**TEXTE SOURCE:**

===============

Une actualité double pour la soprano albanaise, alors qu’Opéra Rara vient de publier deux albums consacrés aux mélodies de Donizetti, l’un en français, l’autre en italien.
La traviata sera retransmise en direct au cinéma le 14 janvier prochain. Combien de fois avez-vous incarné Violetta sur scène ?
Je ne compte plus ! Je dirais environ trois cents fois, mais chaque représentation est un nouveau défi. Avec l’expérience, je me sens plus libre techniquement, mais l’émotion reste toujours intense. Cette fois, les caméras vont capter le moindre frisson : c’est un défi supplémentaire.
Vous avez annoncé plusieurs fois vos adieux au rôle. Est-ce enfin votre dernier Violetta ?
Je l’ai dit, mais je n’ai pas encore réussi à lui dire au revoir. Ce ne sont pas mes adieux, mais mes dernières représentations. Après Londres, je la chanterai encore au MET à New York et à Rome en 2026. J’ai donné tout mon cœur à ce personnage, mais il faut savoir, avec l’âge, être raisonnable et savoir s’arrêter.
Cela signifie-t-il que vous ne chanterez plus jamais Violetta en France ?
Il ne faut jamais dire jamais ! J’ai fait mes débuts dans ce rôle à l’Opéra de Marseille, et l’accueil du public y reste gravé dans ma mémoire. Puis il y a eu Orange, Paris, Montpellier… Si l’occasion se présente, je reviendrai avec plaisir.
La traviata a-t-elle selon vous une part de culture française, malgré ses racines italiennes ?
Oui. L’âme de l’opéra est italienne, mais son élégance et sa grâce sont françaises. Verdi a capté l’esprit de La Dame aux camélias : la souffrance de Violetta y est toujours teintée de raffinement et de subtilité.
Votre propre expérience nourrit-elle votre interprétation ?
Absolument. J’ai quitté l’Albanie très jeune pour réaliser mon rêve, et cette séparation reste en moi. La nostalgie, la mémoire, l’exil : tout cela ressurgit naturellement sur scène. C’est une émotion universelle, partagée par tous.
Avez-vous un rituel avant de monter sur scène ?
J’arrive tôt, deux ou trois heures avant la représentation, je révise la partition et répète encore, et encore. Même après des centaines de représentations, je me sens toujours reconnaissante de chanter ce rôle. C’était mon rêve de jeune fille, et on ne quitte pas un rêve si facilement. Violetta m’enseignera toujours sur l’amour, le sacrifice et la vérité.
Comment votre voix a-t-elle évolué au fil de toutes ces incarnations ?

===============

(Extraits de données de pointage)
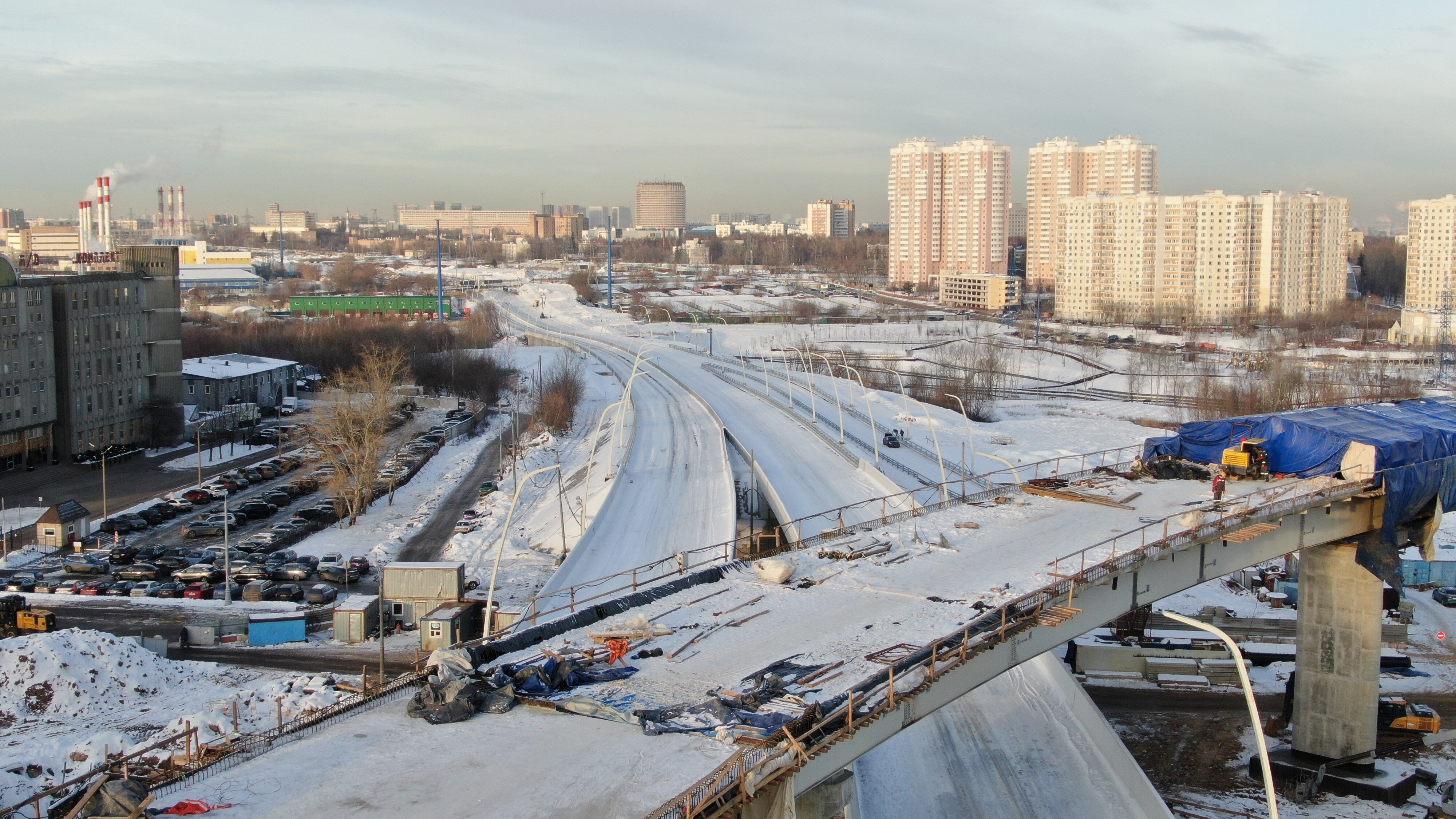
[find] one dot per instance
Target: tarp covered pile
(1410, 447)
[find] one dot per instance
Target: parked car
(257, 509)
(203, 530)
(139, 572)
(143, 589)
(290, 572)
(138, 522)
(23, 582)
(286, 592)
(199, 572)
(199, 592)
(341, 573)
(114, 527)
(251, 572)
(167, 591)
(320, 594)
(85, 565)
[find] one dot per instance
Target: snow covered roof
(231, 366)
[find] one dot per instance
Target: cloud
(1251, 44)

===============

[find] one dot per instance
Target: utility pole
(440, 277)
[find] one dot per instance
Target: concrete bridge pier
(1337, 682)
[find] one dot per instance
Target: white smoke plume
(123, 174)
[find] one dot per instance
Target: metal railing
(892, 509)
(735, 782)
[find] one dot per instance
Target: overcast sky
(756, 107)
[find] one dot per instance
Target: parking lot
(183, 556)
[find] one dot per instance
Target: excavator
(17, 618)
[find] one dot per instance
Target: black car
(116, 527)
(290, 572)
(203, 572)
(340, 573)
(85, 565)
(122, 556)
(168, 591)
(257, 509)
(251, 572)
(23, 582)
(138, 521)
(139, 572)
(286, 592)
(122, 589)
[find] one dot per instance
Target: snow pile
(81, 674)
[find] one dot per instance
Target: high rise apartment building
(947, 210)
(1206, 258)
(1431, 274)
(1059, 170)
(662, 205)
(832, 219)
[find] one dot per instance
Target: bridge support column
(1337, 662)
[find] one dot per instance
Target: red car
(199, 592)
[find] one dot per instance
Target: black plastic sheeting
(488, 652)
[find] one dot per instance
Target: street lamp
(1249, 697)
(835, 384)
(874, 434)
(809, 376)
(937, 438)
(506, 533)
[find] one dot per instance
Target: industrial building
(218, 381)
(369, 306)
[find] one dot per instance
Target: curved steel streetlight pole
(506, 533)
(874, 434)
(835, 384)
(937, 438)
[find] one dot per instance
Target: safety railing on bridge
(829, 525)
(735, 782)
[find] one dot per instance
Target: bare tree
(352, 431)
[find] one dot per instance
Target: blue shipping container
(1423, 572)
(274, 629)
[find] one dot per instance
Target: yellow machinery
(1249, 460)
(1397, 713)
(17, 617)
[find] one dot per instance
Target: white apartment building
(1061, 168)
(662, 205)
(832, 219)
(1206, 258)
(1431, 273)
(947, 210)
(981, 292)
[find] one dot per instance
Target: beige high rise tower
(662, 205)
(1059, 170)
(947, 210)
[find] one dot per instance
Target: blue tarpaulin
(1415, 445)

===============

**CONSIGNE 1:** Relevez toutes les lignes des entrées qui contiennent le mot « rise ». Tenez compte des majuscules et des minuscules.
**CONSIGNE 2:** Poursuivez l'entretien sur La traviata à partir de sa dernière ligne.

**RÉPONSE 1:**
Target: high rise apartment building
Target: beige high rise tower

**RÉPONSE 2:**
Je n’ai plus vingt ans. Mon timbre s’est enrichi, ma voix est moins agile qu’autrefois, mais elle a gagné en profondeur. J’ai suivi le vérisme, puis je reviens au bel canto, par exemple avec Maria Stuarda de Donizetti. J’ai toujours accepté ma voix telle qu’elle est.
On conseille aux jeunes chanteuses de ne pas aborder Violetta trop tôt. Qu’en pensez-vous ?
C’est très personnel et dépend de la technique et de la maturité. Callas disait qu’il fallait trois voix différentes pour chanter La Traviata. Il faut savoir passer d’une émotion à l’autre, avoir un corps solide et une technique sûre. Nous sommes à chaque représentation des gladiateurs qui rentrons dans l’arène, mais ce qui fait la différence, c’est l’intention et l’émotion que l’on y met.
Avez-vous imposé une discipline stricte pour préserver votre voix ?
Il n’y a pas le choix. Ces deux petites cordes vocales portent tout le rôle. Il faut en prendre soin et imposer à son corps une discipline rigoureuse. Plutôt qu’une discipline, c’est une méditation quotidienne. Être chanteuse d’opéra est un long voyage spirituel, un métier solitaire, exigeant, mais profondément gratifiant.
Vous avez enregistré des albums de mélodies françaises et italiennes de Donizetti pour Opéra Rara. Sommes-nous proche ou loin de Verdi ?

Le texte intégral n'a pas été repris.